Your goal -
Return exactly the lines that run from the one containing "Could you point out the perched" to the end of the entries, with both ends included.

-- START OF The records --

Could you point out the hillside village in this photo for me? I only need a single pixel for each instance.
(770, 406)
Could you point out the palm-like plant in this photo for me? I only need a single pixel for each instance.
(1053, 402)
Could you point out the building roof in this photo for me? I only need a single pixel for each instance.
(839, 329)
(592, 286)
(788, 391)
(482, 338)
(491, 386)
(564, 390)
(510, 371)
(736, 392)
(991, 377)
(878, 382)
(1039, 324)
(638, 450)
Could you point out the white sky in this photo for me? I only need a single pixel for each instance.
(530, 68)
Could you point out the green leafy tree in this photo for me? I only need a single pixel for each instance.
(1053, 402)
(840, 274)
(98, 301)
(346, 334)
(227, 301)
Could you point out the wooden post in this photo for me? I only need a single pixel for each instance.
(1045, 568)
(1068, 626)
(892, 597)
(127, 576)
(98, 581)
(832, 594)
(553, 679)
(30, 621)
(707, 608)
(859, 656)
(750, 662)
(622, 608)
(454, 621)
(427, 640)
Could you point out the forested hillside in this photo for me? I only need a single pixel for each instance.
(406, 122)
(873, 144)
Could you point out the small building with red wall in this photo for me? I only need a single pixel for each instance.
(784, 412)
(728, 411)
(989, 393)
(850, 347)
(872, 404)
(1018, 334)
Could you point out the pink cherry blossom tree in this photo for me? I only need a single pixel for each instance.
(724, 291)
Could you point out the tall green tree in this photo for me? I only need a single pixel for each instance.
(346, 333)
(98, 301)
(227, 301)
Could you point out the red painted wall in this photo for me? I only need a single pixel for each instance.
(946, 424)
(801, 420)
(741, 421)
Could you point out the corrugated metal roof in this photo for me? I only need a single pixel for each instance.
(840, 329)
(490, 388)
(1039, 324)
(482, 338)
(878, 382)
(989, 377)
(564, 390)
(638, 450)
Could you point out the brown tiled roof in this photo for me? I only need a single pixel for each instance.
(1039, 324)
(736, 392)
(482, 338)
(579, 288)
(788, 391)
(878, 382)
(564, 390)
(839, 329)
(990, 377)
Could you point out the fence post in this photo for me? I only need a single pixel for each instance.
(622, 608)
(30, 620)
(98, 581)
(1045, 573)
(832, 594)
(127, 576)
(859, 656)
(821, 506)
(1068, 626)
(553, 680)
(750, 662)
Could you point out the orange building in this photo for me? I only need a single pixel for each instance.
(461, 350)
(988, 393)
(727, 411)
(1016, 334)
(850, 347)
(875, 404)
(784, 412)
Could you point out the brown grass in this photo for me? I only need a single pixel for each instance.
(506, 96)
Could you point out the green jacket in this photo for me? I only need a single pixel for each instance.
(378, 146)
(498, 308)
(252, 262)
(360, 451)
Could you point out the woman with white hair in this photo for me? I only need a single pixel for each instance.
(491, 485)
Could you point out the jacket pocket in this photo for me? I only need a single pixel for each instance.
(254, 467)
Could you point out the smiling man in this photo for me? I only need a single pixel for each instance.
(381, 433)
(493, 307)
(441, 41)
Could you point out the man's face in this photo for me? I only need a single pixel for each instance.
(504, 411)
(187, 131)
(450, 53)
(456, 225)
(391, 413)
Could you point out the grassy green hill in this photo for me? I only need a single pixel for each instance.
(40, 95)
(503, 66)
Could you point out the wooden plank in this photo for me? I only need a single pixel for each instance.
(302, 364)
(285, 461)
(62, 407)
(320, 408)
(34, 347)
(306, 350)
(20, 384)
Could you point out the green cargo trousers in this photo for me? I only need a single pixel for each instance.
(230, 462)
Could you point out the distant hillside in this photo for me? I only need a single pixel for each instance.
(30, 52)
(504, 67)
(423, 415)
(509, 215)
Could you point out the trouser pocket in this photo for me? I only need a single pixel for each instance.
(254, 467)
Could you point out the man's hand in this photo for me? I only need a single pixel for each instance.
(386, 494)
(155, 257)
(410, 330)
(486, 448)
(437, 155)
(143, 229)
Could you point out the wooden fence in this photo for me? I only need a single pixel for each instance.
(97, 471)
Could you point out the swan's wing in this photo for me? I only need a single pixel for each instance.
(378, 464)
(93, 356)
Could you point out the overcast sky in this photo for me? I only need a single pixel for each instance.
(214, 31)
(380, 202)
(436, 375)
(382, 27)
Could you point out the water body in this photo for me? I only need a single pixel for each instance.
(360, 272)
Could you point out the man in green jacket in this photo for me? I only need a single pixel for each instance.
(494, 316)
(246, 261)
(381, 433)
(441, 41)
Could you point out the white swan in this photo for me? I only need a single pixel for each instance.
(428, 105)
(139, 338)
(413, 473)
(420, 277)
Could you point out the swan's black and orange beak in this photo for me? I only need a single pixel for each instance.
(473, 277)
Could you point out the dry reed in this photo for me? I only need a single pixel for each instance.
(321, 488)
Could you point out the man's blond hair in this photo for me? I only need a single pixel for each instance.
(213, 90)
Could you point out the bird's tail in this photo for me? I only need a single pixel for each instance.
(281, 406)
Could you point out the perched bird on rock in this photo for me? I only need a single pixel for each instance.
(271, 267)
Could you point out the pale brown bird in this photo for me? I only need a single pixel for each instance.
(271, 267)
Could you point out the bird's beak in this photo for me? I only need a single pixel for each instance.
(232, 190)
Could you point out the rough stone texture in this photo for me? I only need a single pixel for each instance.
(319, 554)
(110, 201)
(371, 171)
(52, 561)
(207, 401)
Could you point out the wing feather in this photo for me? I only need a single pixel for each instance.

-- END OF The records --

Output of the exercise -
Could you point out the perched bird on rock in this photo for me? I only need a single pixel for each instance.
(271, 267)
Could you point out the pale brown bird in this photo for me? I only need a single pixel for each instance.
(271, 267)
Could you point out the bird's beak in this photo for me? I only need a single pixel for each instance.
(232, 190)
Could you point out the rough stone texture in this photo for me? I only need a single pixel for each instance.
(319, 554)
(110, 201)
(371, 171)
(52, 561)
(207, 401)
Could you point out the wing feather in this photo for me? I only need a single pixel for each instance.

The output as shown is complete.